Work order |
Go through the records and restate them word for word, omitting images.

Supplied records |
_____

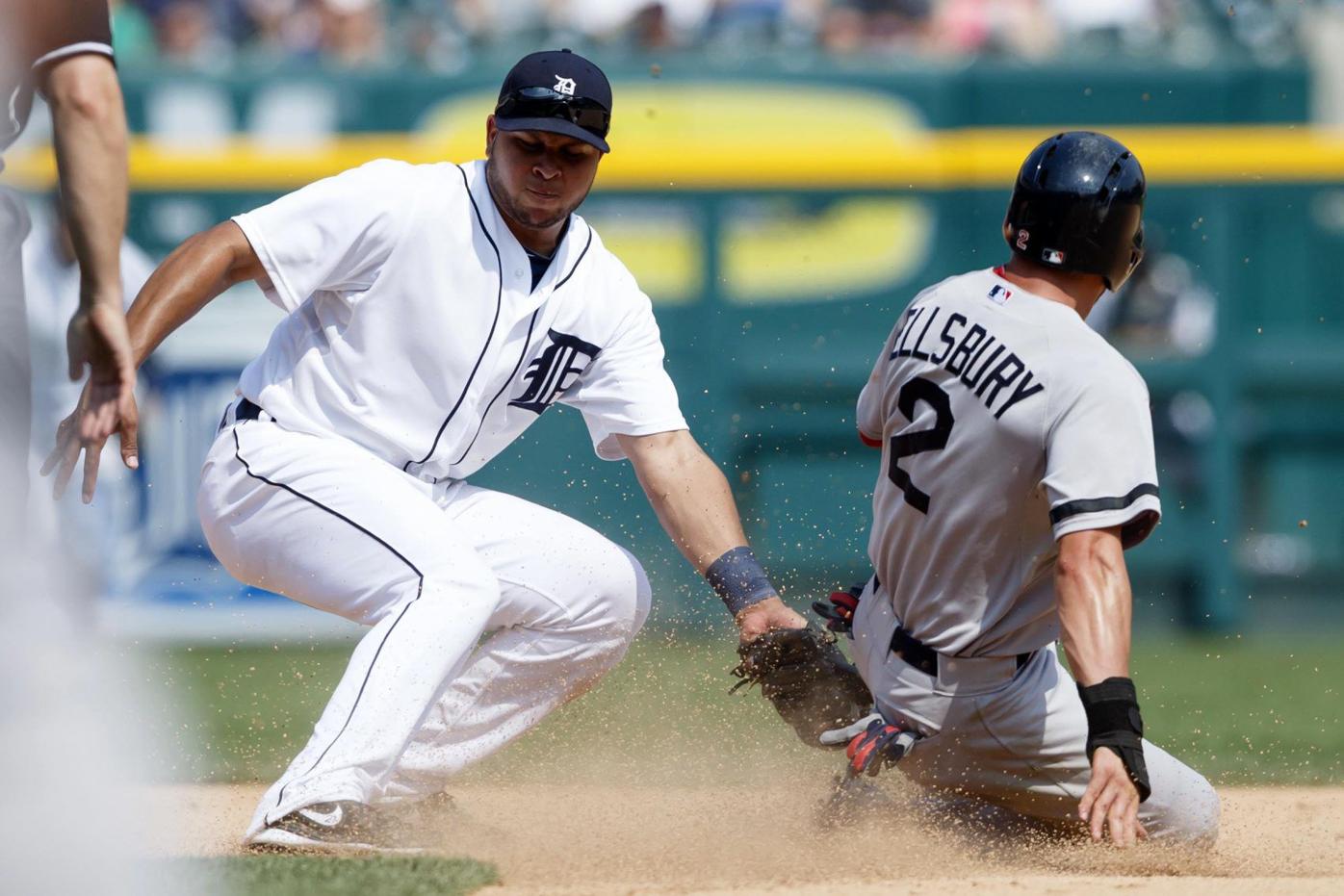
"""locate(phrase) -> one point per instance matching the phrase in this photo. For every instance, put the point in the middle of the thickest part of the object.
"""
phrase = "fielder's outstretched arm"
(89, 133)
(1095, 614)
(695, 506)
(193, 274)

_____

Exercise answer |
"""locate(phrase) -> one point per instance matching the phrase in this photo. For every instance, put the point in the middle of the thickest part of the object.
"""
phrase = "fielder's outstretched arm"
(89, 133)
(1095, 614)
(695, 506)
(193, 274)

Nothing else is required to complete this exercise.